◆ Your objective
Output every entry exactly as written.

◆ Stored rows
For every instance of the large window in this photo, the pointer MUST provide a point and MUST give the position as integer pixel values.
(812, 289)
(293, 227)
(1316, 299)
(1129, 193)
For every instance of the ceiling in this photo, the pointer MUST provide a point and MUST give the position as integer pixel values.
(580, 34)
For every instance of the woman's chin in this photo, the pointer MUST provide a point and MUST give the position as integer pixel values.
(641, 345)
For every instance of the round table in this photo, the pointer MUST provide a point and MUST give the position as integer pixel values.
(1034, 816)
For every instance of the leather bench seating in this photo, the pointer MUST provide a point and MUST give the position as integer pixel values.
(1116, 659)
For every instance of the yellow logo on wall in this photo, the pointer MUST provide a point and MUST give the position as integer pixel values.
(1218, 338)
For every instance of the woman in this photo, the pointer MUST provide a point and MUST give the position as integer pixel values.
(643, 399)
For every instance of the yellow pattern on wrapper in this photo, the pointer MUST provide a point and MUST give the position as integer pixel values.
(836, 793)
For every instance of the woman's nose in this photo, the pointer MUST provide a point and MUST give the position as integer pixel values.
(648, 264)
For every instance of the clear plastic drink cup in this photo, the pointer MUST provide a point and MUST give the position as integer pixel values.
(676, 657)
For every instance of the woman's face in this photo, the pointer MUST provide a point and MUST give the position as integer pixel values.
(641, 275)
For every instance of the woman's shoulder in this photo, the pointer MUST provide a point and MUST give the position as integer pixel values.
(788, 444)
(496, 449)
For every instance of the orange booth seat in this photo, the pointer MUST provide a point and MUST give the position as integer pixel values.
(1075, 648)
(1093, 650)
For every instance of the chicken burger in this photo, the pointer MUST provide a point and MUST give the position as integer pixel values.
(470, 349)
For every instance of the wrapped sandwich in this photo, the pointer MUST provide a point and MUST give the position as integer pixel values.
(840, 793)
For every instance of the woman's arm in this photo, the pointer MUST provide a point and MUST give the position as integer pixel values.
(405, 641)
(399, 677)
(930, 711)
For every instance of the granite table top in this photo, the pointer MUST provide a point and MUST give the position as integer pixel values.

◆ The answer
For every instance of the large window in this photo, the pointer MUST provide a point and MUST give the position as integer pixel values.
(812, 289)
(293, 227)
(1316, 299)
(1129, 193)
For every instance of the ceiling in this photo, the pointer MUST provide a point and MUST give the position as integer pixel values.
(580, 34)
For every instance of the woman's chin in this photo, the pointer MUST provide a point and MUST give the position as integer pixel values.
(641, 345)
For every instance of the round table in this photo, the pointer MUST provide a point and MUST give the position as integer pixel values.
(1034, 816)
For every instance of the leather bench seating in this photo, the pointer MUST provide a point and MUST give the position as integer pixel values.
(1116, 659)
For every instance of the yellow logo on wall in this photo, the pointer MUST provide a point and MUST give the position as integer pixel values.
(1218, 338)
For every instance of the woman in this photo, the pointer MUST provide a point and MUST give the position as integer pixel values.
(643, 399)
For every instance of the yellow pattern on wrapper in this photo, the pointer MUST provide a point and MUST give the position as integer pixel values.
(836, 793)
For every instance of the woman's nose in this photo, the pointer MUST provide a point and MUST give the position as integer pixel values.
(648, 264)
For every instance of the clear plastic drink cup in this photo, the pointer MUST provide a point and MUST give the position as integer pixel values.
(676, 657)
For every instance of the woman's face in this photo, the pointer MUST provide a point and MUST give the position as integer pixel values.
(641, 275)
For every instance of the woman's shoulder in this photo, the pointer MUST provide a point and MUST give the position as integer pixel values.
(788, 444)
(496, 449)
For every instance of the orange booth seat in this photo, the pointer MUST provide a point and MUST give the position as integer pixel values.
(1075, 648)
(1093, 650)
For every instance of the chicken burger in this photo, the pointer MUST provide a point and MUST give the position as integer pixel values.
(470, 349)
For every instance of the wrapped sandwich in this photo, the pointer MUST provide a point and MUST give the position as integer pixel values.
(840, 793)
For every instance of the woman's arm in this photo, the pointer MUST provide a point and MUST give the position as integer pixel values.
(405, 641)
(399, 677)
(930, 711)
For every instance of the granite table top in this photo, the pointer MUST provide a point and MUST give the position as integer pixel values.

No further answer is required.